_Stated problem_: Quote the full listing word for word.

:: Material to process ::

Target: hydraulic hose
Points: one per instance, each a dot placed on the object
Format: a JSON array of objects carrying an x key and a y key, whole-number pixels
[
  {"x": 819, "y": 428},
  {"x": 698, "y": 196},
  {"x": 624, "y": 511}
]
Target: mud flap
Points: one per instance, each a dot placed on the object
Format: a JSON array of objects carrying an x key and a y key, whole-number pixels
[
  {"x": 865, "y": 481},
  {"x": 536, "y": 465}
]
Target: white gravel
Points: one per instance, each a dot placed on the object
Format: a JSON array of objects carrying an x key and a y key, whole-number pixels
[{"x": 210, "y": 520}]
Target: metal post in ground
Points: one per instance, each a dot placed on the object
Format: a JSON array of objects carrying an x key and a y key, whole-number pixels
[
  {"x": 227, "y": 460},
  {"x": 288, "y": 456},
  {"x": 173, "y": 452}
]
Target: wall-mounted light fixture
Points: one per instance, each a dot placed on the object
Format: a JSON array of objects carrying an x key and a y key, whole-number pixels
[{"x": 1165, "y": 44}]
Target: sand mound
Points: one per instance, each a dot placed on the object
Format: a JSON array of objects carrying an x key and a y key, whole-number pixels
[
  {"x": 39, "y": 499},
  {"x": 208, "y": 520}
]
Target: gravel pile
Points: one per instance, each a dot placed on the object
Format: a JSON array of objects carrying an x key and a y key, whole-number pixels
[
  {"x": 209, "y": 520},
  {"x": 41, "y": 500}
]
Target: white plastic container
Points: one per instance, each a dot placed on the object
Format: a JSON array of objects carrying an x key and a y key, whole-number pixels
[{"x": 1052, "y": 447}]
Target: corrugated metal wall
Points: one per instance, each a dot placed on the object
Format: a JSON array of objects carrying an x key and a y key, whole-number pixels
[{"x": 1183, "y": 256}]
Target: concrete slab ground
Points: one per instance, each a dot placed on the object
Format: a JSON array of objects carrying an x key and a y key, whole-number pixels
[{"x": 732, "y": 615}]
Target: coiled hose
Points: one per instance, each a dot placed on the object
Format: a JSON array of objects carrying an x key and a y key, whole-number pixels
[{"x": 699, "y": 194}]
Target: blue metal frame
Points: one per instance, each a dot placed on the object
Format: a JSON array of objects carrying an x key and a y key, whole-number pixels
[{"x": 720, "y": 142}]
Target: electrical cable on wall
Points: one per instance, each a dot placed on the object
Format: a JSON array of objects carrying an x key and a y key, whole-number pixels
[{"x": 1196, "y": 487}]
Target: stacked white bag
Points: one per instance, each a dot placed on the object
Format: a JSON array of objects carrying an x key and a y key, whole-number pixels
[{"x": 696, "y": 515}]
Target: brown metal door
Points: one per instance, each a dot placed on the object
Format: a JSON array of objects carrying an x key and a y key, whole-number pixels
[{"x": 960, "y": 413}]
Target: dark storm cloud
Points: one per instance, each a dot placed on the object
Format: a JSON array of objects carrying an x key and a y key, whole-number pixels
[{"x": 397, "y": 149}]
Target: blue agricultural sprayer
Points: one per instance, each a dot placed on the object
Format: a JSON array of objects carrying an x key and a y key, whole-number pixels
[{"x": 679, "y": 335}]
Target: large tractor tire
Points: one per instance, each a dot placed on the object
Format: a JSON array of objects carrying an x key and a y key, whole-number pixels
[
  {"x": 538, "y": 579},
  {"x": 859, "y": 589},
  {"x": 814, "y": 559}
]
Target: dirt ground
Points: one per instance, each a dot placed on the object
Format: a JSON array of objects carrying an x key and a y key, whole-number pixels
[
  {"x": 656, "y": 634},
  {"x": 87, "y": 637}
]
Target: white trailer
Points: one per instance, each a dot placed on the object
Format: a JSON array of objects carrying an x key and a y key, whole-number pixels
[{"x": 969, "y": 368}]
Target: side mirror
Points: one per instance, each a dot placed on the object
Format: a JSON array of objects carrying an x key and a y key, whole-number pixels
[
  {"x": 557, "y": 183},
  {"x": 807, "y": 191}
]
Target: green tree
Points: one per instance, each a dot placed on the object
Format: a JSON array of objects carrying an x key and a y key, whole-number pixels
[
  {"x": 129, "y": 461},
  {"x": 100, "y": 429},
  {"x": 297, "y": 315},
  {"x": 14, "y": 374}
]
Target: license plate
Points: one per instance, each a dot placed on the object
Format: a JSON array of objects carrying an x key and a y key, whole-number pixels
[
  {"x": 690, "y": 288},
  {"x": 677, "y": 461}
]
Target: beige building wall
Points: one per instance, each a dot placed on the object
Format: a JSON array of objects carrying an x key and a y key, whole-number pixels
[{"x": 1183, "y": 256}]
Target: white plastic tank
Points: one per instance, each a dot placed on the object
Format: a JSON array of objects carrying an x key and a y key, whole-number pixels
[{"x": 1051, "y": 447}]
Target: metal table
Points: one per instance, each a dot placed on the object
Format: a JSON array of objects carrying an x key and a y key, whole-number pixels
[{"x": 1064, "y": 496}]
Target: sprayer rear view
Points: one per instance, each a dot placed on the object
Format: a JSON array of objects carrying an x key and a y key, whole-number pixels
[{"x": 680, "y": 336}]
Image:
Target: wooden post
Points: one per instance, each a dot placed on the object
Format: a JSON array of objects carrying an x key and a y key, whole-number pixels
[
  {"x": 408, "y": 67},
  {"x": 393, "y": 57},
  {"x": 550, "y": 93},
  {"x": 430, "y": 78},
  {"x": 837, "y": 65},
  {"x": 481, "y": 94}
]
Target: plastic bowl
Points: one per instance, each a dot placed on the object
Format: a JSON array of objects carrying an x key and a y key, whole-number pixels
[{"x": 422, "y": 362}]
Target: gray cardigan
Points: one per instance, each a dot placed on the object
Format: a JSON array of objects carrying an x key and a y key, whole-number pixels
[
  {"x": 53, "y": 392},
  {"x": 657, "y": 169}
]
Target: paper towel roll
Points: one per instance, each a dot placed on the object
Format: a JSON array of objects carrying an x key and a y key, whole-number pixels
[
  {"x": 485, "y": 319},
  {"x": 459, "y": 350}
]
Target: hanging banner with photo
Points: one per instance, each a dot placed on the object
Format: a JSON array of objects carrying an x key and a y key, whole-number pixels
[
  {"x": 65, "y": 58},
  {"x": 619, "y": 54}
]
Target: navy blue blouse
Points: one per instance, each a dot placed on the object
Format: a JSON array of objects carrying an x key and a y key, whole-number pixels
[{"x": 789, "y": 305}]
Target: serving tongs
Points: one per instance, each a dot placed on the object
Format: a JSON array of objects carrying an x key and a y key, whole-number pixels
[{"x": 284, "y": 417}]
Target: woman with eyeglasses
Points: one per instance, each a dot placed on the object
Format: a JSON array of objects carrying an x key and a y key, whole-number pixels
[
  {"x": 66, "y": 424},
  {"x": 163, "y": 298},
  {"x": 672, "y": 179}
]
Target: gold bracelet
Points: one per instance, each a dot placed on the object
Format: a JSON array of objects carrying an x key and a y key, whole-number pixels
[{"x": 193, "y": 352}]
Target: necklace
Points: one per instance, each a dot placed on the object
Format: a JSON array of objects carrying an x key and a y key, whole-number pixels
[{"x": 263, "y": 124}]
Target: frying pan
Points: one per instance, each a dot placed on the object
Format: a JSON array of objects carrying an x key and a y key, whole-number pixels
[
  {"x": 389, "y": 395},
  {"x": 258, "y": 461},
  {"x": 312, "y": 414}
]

:::

_Solution to the problem_:
Target: hydraulic hose
Points: one per instance, each a dot placed on the object
Format: a JSON array of objects carrying an x key and a y key, whole-number pixels
[
  {"x": 819, "y": 428},
  {"x": 698, "y": 196},
  {"x": 624, "y": 511}
]
Target: mud flap
Points: one per instance, each a dot placed on the object
Format: a JSON array of objects carrying an x key and a y key, whole-number pixels
[
  {"x": 865, "y": 481},
  {"x": 536, "y": 465}
]
Target: white gravel
Points: one per instance, each a dot placed on the object
Format: a JSON array of objects carrying an x key and a y key, whole-number pixels
[{"x": 210, "y": 520}]
Target: metal post in ground
Points: one per instance, each a dot placed on the object
Format: a JSON array of objects carrying an x key and a y key, whole-number pixels
[
  {"x": 227, "y": 460},
  {"x": 288, "y": 456},
  {"x": 173, "y": 452}
]
Target: wall-mounted light fixture
Points: one per instance, each a dot placed on the object
Format: a JSON array of objects carrying an x key and a y key, whole-number pixels
[{"x": 1165, "y": 44}]
Target: sand mound
Points: one per instance, each a dot placed on the object
Format: a JSON array of objects carrying an x key and a y key, whole-number pixels
[
  {"x": 39, "y": 499},
  {"x": 208, "y": 520}
]
Target: gravel pile
Points: one per instance, each a dot placed on the object
Format: a JSON array of objects carrying an x key and a y key, whole-number pixels
[
  {"x": 209, "y": 520},
  {"x": 41, "y": 500}
]
Target: white plastic container
Points: one per instance, each a dot placed on the object
Format: a JSON array of objects carrying an x key and a y key, whole-number pixels
[{"x": 1052, "y": 447}]
Target: corrugated metal wall
Points: one per instance, each a dot placed on the object
Format: a JSON array of objects carrying an x key and a y key, whole-number pixels
[{"x": 1183, "y": 256}]
Target: concrete slab ground
Points: one per instance, each a dot placed on the object
Format: a JSON array of objects carrying an x key and a y key, whole-number pixels
[{"x": 732, "y": 615}]
Target: coiled hose
Points: one per instance, each a dot placed on the object
Format: a JSON array of objects carrying an x key and a y key, whole-number pixels
[{"x": 699, "y": 194}]
Target: blue metal frame
Points: one per instance, each a dot placed on the object
Format: a JSON array of objects carrying an x key and a y key, whole-number pixels
[{"x": 720, "y": 142}]
Target: electrical cable on wall
Points: one per instance, each a dot placed on the object
Format: a JSON array of objects carrying an x key and a y key, whole-number pixels
[{"x": 1196, "y": 487}]
Target: stacked white bag
Points: one per instance, each a dot placed on the object
Format: a JSON array of objects carrying an x key and a y key, whole-number pixels
[{"x": 696, "y": 515}]
Target: brown metal door
Points: one per instance, each a dot placed on the object
Format: a JSON array of objects carrying an x key and a y key, whole-number pixels
[{"x": 960, "y": 413}]
Target: dark storm cloud
Points: one per instance, each a dot placed on the object
Format: a JSON array of objects carrying an x key and a y key, whole-number pixels
[{"x": 397, "y": 149}]
Target: blue agricultural sprayer
Points: one per instance, each a dot placed on the object
Format: a JSON array of objects carrying an x key and a y key, whole-number pixels
[{"x": 679, "y": 335}]
Target: large tractor tire
Points: one per instance, each a dot placed on the object
Format: a JSON array of objects carrying an x key and a y key, whole-number pixels
[
  {"x": 538, "y": 579},
  {"x": 859, "y": 589},
  {"x": 814, "y": 559}
]
Target: dirt ground
Points: one per instance, each a dot placed on the object
Format: a JSON array of objects carrying an x key and a y key, whole-number pixels
[
  {"x": 656, "y": 634},
  {"x": 87, "y": 637}
]
Target: white trailer
Points: one per instance, each a dot placed on the object
Format: a JSON array of objects carrying an x key and a y key, whole-number pixels
[{"x": 969, "y": 368}]
Target: side mirror
Points: one per instance, each a dot placed on the object
Format: a JSON array of objects carrying an x key and a y key, whole-number pixels
[
  {"x": 557, "y": 183},
  {"x": 807, "y": 191}
]
Target: green tree
Points: one per instance, each a dot placed on the object
Format: a JSON array of objects carrying an x key and a y key, whole-number pixels
[
  {"x": 129, "y": 461},
  {"x": 100, "y": 429},
  {"x": 297, "y": 315},
  {"x": 14, "y": 374}
]
Target: license plate
Points: one per instance, each a dot placed on the object
Format: a JSON array of objects carrying an x key and a y key, whole-number pixels
[
  {"x": 690, "y": 288},
  {"x": 677, "y": 461}
]
Target: beige building wall
Points: one per instance, each a dot placed on the object
Format: a JSON array of objects carrying an x key and a y key, whole-number pixels
[{"x": 1183, "y": 256}]
Target: white plastic tank
Points: one per instance, each a dot placed on the object
Format: a JSON array of objects carrying an x key and a y key, whole-number pixels
[{"x": 1051, "y": 447}]
Target: metal table
Points: one per instance, each a dot placed on the object
Format: a JSON array of objects carrying an x key and a y key, whole-number pixels
[{"x": 1064, "y": 496}]
Target: sprayer rear view
Points: one per instance, each a dot placed on the object
Format: a JSON array of objects carrying an x key and a y key, whole-number pixels
[{"x": 680, "y": 336}]
Image:
Target: wooden post
Points: one per instance, each a dot placed on the object
Format: a JSON array of objects carrying an x key and a y key, whole-number pixels
[
  {"x": 408, "y": 67},
  {"x": 393, "y": 57},
  {"x": 550, "y": 93},
  {"x": 430, "y": 78},
  {"x": 837, "y": 65},
  {"x": 481, "y": 94}
]
Target: plastic bowl
Points: one per instance, each a dot placed on the object
Format: a JSON array of objects carrying an x key and a y key, whole-number pixels
[{"x": 422, "y": 362}]
Target: gray cardigan
Points: one per instance, each a dot placed on the object
Format: a JSON array of objects carrying an x key and a y key, whole-number pixels
[
  {"x": 53, "y": 392},
  {"x": 657, "y": 169}
]
Target: paper towel roll
Points: one per instance, each a dot placed on the object
Format: a JSON array of objects carrying an x key and a y key, whole-number pixels
[
  {"x": 485, "y": 319},
  {"x": 459, "y": 350}
]
Target: hanging banner with photo
Points: one per instance, each a dot placed on the object
Format: a JSON array of objects carrying an x key and a y key, whole-number pixels
[
  {"x": 65, "y": 58},
  {"x": 619, "y": 54}
]
Target: navy blue blouse
Points: one per instance, each a dot placed on the object
Format: a JSON array of objects carrying an x key and a y key, whole-number pixels
[{"x": 789, "y": 305}]
Target: serving tongs
Points: one per instance, each a dot placed on the object
Format: a JSON array of objects carrying an x key and a y key, whole-number pixels
[{"x": 284, "y": 417}]
Target: woman with eyeglasses
Points: one per instance, each a dot placed on the object
Format: a JSON array of objects carrying an x key and a y key, whole-number pixels
[
  {"x": 66, "y": 424},
  {"x": 163, "y": 298},
  {"x": 672, "y": 179}
]
Target: gold bracelet
Points: one per instance, each a dot placed on the object
Format: a JSON array of objects carrying an x key and a y key, whole-number pixels
[{"x": 193, "y": 352}]
Target: necklace
Points: one per instance, each a dot placed on the object
Format: a JSON array of objects carrying an x key and a y key, whole-number pixels
[{"x": 263, "y": 124}]
Target: frying pan
Points: one per instance, each a dot placed on the object
Format: a JSON array of objects carrying an x key and a y key, whole-number pixels
[
  {"x": 389, "y": 395},
  {"x": 258, "y": 461},
  {"x": 312, "y": 414}
]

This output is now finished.